- [Bacaan yang Diberikan]:

JAKARTA – Tepatnya, Minggu (20 Oktober 2019) Joko Widodo resmi kembali dilantik menjadi Presiden Republik Indonesia (RI) yang didampingi Maruf Amin sebagai Wakil Presiden RI.
Dengan demikian, tugas Jusuf Kalla sebagai Wapres RI periode 2014 – 2019 dalam mendampingi Joko Widodo telah usai. Politisi senior Partai Golkar itu juga telah berpamitan ke Jokowi di acara perpisahan Kabinet Kerja yang digelar di Istana Negara, Jakarta, Jumat (18/10/2019) kemarin.
Pak JK Berpamitan
Di saat minta pamit, Pak JK (sapaan akrab Jusuf Kalla) mengucapkan selamat bekerja kepada para menteri baru era Jokowi – Amin.
“Bagi teman-teman yang akan mengemban tugas bersama Bapak Presiden lagi saya sampaikan selamat bekerja semoga semuanya sukses, kita doakan,” ujar JK sperti dikutip dari Kompas.com.
Di hadapan Jokowi dan para menteri kabinet kerja, Pak JK menghaturkan permohonan maafnya jika ada kesalahan dan kekeliruan yang diperbuat. Ia juga mengajak rekan-rekan yang tak lagi dipilih Jokowi sebagai menteri di jilid duanya, untuk selalu memberikan pandangan-pandangan kepada 01 RI itu.
“Bagi teman-teman yang ikut sama saya artinya istirahat, kita lanjutkan mendukung beri pandangan dan juga harapan kepada presiden dengan tim yang akan datang. Sekali lagi terima kasih dan maaf bila ada kesalahan atau kekeliruan,” katanya.
Siapa Pak JK Sebenarnya?
Jusuf Kalla dilahirkan di Watampone, Kabupaten Bone, Sulawesi Selatan pada tanggal 15 Mei 1942. Beliau bernama lengkap Muhammad Jusuf Kalla. Ia merupakan anak kedua dari 17 bersaudara. Ayahnya dikenal sebagai saudagar kaya dari Bugis yang bernama Hadji Kalla. Sedangkan ibundanya bernama, Hj Athirah.

- [Catatan yang Disediakan]:
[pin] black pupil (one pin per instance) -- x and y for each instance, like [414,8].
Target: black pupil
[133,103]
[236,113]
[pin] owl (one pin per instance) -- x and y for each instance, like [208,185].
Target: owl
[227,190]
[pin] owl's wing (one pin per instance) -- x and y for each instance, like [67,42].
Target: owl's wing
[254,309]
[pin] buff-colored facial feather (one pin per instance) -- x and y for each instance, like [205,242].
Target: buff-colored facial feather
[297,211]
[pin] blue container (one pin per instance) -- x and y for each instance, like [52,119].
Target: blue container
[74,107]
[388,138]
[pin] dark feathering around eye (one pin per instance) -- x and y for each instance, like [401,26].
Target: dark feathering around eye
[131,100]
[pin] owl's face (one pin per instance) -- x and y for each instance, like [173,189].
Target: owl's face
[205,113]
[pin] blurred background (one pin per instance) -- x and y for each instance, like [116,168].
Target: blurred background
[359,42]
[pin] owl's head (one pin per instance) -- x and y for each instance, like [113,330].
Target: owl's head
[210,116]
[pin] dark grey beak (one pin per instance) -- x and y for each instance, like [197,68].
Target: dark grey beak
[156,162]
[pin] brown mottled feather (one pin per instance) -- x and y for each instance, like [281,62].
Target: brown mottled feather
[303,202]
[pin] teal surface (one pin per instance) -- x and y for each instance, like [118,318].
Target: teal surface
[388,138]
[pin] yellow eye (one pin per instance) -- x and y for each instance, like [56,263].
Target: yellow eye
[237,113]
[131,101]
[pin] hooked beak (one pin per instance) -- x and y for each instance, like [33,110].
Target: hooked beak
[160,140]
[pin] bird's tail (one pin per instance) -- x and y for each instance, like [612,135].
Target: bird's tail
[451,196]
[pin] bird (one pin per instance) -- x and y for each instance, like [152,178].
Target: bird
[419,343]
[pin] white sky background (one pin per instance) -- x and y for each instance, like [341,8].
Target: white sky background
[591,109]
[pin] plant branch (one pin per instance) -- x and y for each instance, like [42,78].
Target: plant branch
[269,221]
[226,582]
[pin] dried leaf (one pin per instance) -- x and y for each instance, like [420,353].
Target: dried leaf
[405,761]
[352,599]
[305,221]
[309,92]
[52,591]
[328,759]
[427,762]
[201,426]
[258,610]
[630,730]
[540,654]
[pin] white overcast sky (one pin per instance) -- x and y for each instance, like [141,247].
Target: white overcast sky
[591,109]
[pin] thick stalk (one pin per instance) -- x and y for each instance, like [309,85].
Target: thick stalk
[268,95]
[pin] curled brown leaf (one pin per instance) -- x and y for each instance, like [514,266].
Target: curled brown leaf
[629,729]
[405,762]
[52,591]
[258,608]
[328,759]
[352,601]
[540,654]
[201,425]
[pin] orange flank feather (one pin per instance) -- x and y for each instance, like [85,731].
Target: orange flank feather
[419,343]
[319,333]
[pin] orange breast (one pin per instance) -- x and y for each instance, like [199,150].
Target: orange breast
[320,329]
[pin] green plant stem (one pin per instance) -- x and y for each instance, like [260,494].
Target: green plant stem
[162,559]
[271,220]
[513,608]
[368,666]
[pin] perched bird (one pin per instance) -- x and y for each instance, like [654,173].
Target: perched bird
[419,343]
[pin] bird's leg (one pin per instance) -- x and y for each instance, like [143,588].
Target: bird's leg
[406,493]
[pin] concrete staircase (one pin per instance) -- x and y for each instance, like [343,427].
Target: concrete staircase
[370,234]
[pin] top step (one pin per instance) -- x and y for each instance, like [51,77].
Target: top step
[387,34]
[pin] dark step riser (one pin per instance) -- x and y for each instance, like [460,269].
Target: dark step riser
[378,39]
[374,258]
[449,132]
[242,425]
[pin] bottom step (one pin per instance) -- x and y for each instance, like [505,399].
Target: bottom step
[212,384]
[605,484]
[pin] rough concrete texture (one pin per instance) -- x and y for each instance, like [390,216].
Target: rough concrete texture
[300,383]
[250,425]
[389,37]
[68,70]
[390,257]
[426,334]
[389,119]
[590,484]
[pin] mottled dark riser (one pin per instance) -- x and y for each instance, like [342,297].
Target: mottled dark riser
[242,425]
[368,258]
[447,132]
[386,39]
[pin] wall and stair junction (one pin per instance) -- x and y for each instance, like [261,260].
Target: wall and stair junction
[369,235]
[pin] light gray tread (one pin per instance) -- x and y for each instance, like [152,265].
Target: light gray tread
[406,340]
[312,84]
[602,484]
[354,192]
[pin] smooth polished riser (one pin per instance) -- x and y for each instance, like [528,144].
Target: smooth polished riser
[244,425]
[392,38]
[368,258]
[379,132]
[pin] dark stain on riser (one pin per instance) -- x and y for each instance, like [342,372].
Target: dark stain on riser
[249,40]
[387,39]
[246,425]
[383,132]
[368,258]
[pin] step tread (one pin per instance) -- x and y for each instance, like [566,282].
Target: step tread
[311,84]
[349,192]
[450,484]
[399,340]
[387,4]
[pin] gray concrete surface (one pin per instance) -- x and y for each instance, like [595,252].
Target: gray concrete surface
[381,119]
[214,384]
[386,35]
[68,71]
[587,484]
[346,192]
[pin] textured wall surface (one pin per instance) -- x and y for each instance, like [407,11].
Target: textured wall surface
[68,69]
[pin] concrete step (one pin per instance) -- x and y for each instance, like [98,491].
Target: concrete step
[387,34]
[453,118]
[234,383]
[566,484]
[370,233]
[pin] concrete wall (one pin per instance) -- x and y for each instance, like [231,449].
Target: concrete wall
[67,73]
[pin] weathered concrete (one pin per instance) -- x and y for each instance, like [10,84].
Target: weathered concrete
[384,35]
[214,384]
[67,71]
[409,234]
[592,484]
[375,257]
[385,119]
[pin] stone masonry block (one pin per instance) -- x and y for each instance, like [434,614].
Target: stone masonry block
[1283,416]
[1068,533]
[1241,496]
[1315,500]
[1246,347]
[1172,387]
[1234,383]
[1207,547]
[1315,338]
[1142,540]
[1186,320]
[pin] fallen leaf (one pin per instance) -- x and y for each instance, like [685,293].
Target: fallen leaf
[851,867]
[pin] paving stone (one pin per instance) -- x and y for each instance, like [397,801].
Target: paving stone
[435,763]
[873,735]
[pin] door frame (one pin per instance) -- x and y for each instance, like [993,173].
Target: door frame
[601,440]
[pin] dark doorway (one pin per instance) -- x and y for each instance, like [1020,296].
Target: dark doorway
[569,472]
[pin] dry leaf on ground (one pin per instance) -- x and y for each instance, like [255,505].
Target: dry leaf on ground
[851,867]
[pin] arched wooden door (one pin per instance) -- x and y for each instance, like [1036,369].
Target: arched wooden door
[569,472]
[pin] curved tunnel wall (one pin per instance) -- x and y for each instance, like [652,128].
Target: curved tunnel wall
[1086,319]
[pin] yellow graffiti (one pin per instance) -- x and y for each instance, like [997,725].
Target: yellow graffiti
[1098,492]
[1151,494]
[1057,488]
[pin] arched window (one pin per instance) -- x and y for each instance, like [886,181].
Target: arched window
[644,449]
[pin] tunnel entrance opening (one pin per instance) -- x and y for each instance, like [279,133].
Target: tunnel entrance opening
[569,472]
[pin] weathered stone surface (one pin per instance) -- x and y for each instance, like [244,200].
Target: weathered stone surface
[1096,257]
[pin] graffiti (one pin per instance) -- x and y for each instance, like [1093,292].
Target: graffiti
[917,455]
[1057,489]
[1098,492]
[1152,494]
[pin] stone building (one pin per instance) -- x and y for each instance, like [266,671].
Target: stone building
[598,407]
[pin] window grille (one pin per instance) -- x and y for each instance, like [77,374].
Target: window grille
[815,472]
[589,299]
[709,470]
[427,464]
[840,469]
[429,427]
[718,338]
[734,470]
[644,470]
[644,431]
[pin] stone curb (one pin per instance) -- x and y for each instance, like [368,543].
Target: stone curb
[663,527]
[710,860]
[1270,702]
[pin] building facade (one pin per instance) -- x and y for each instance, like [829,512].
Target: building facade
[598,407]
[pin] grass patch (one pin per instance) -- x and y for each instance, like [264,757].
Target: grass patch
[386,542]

- [Kerjakan Tugas Berikut]:
- a) Salin persis baris-baris catatan mulai dari baris yang memuat “[pin] building facade” sampai akhir catatan, termasuk kedua ujungnya.
- b) Teruskan bacaan tentang Jusuf Kalla mulai setelah kalimat terakhirnya.

- [Jawaban Tertulis]:
- a)
[pin] building facade (one pin per instance) -- x and y for each instance, like [829,512].
Target: building facade
[598,407]
[pin] grass patch (one pin per instance) -- x and y for each instance, like [264,757].
Target: grass patch
[386,542]

- b)
Sejak kecil, Jusuf Kalla dibesarkan di Watampone dan bersekolah di SD II Watampone, Kabupaten Bone. Namun di usianya berinjak 10 tahun, JK kecil bersama saudara dan kedua orang tuanya terpaksa berpindah ke Makassar. Hal ini dipicu karena kondisi Watampone yang tidak kondusif lagi, DI/TII melakukan berbagai pemberontakan disana.
Saat di Makassar, Hadji Kalla memulai usahanya dengan membeli sepetak ruko yang kemudian menjadi tempat tinggal mereka. Ayak JK ini memilih memulai usaha dengan bergadang kain. Walhasil, usaha itu berkembang pesat. Hadji Kalla saat itu kemudian dikenal sebagai salah satu pengusaha ternama di Makassar.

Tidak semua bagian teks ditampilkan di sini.